WORK TO DO
How many lines of the data below contain the string "teeth"? Reply with the number only.

## BEGIN RECORDS FOR PROCESSING

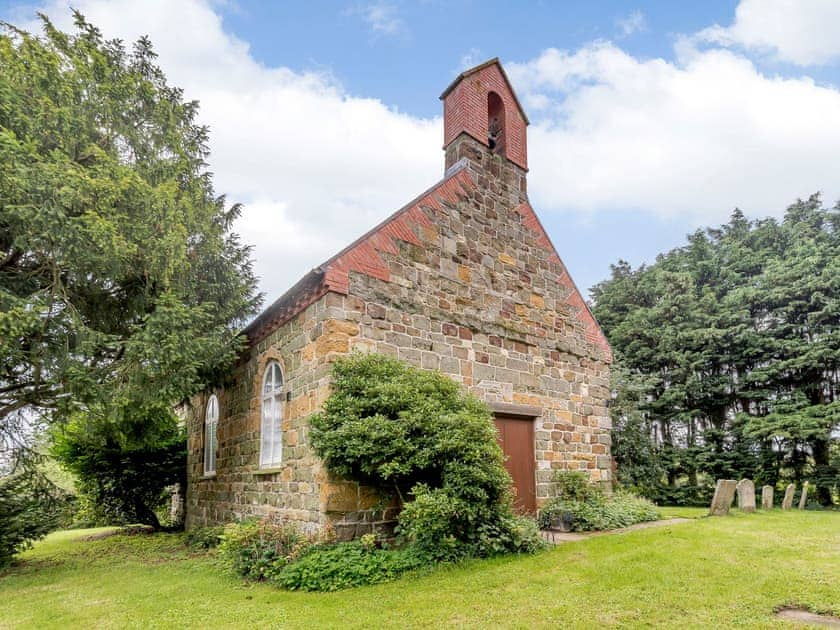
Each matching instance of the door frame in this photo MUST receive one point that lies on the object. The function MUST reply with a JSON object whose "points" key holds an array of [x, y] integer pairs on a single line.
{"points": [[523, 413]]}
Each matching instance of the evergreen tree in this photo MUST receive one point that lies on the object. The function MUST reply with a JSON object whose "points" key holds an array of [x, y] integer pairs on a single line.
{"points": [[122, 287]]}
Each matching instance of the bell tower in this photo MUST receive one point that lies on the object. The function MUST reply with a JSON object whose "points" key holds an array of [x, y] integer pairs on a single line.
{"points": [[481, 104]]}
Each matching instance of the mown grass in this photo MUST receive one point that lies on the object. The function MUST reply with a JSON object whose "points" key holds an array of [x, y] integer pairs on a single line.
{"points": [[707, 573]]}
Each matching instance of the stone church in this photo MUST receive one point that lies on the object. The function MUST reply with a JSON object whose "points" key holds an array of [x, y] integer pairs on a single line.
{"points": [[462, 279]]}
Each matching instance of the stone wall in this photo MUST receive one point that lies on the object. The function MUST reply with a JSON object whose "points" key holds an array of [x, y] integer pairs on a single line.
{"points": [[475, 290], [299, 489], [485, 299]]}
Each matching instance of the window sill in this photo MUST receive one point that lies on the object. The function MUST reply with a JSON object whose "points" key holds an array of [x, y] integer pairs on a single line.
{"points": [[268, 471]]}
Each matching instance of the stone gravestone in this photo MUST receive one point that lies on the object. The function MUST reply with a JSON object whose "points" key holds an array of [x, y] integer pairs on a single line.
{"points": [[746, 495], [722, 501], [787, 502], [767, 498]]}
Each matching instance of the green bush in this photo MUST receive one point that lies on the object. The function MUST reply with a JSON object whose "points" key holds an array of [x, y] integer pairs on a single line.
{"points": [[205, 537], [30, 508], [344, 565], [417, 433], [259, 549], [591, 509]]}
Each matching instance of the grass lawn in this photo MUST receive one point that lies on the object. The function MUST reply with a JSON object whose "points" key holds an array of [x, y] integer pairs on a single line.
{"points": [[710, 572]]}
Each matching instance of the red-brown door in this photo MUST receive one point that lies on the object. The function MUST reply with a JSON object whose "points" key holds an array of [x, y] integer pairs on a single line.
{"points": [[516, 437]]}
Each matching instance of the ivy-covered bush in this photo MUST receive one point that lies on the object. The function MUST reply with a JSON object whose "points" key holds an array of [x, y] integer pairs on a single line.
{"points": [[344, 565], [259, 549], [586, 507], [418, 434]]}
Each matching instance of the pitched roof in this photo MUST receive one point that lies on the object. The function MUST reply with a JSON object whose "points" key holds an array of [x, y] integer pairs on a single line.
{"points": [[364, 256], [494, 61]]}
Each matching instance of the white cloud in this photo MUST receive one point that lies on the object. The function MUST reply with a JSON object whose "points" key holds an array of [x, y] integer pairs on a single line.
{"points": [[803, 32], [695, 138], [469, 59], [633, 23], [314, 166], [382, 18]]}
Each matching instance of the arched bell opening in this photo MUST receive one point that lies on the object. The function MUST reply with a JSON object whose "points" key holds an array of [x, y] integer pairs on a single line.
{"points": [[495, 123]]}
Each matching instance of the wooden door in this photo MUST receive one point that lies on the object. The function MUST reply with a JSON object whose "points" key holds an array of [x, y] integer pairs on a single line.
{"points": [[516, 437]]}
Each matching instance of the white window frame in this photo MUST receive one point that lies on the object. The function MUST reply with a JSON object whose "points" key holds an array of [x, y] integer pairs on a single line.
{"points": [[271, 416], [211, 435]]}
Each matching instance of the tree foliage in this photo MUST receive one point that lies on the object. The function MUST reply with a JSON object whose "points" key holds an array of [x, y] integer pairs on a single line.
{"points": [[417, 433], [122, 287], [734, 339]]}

## END RECORDS FOR PROCESSING
## BEGIN RECORDS FOR PROCESSING

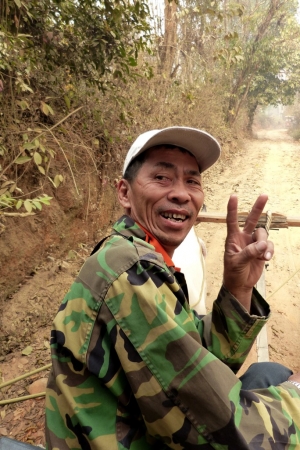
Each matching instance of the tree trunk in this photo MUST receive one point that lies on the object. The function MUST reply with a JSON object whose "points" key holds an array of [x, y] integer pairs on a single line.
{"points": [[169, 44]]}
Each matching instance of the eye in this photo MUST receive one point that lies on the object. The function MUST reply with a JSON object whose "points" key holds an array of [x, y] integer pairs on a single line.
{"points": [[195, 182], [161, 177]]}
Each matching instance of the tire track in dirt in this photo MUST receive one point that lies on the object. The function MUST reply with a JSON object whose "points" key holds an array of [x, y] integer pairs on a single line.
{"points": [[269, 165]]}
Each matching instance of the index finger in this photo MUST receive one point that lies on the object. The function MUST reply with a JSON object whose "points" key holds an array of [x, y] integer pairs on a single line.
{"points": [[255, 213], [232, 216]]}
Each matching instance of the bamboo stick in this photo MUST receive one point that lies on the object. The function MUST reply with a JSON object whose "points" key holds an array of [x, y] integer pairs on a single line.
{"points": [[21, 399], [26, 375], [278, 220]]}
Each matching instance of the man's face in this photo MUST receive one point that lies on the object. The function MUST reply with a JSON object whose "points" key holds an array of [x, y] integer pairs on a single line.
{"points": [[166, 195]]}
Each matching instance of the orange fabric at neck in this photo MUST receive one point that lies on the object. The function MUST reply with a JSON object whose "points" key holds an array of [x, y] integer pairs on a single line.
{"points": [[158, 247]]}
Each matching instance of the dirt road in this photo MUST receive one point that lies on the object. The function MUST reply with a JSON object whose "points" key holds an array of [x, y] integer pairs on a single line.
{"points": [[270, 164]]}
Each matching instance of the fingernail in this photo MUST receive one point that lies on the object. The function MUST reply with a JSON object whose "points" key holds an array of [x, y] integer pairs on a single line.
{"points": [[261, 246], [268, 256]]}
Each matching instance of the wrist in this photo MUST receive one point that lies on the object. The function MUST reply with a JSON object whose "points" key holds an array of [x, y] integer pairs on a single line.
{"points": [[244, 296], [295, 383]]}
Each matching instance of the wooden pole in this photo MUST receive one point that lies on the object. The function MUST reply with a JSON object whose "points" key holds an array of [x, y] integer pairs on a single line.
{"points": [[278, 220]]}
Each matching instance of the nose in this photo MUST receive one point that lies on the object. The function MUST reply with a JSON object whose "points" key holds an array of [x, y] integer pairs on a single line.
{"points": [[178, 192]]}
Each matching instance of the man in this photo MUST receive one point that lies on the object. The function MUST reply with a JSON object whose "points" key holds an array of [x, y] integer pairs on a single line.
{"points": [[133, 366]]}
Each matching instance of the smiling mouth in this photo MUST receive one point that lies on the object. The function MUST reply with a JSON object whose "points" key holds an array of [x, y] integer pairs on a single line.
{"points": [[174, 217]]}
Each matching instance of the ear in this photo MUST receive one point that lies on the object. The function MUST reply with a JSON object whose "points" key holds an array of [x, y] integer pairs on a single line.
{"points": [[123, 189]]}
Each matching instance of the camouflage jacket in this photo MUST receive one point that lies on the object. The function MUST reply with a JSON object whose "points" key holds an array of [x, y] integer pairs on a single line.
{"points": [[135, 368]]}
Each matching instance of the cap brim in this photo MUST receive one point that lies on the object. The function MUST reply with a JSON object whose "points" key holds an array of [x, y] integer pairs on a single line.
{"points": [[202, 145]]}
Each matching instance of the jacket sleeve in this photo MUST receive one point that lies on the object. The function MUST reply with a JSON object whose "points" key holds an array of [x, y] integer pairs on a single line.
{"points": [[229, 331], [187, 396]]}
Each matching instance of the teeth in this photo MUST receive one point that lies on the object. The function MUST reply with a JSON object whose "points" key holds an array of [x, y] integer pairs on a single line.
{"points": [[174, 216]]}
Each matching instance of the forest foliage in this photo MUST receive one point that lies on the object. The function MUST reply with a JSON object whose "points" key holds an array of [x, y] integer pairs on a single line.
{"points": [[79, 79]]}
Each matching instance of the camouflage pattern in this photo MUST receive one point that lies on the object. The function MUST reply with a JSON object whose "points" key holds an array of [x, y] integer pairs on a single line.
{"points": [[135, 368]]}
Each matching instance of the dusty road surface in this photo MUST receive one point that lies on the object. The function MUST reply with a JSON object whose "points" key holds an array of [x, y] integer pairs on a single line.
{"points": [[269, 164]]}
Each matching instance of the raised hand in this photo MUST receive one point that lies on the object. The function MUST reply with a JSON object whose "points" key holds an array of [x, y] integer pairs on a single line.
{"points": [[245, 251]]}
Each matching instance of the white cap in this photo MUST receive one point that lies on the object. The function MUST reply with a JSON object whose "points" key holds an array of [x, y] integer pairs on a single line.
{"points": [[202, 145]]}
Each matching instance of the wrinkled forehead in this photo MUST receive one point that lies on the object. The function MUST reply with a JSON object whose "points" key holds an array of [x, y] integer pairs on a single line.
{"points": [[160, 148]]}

## END RECORDS FOR PROCESSING

FINAL RESULT
1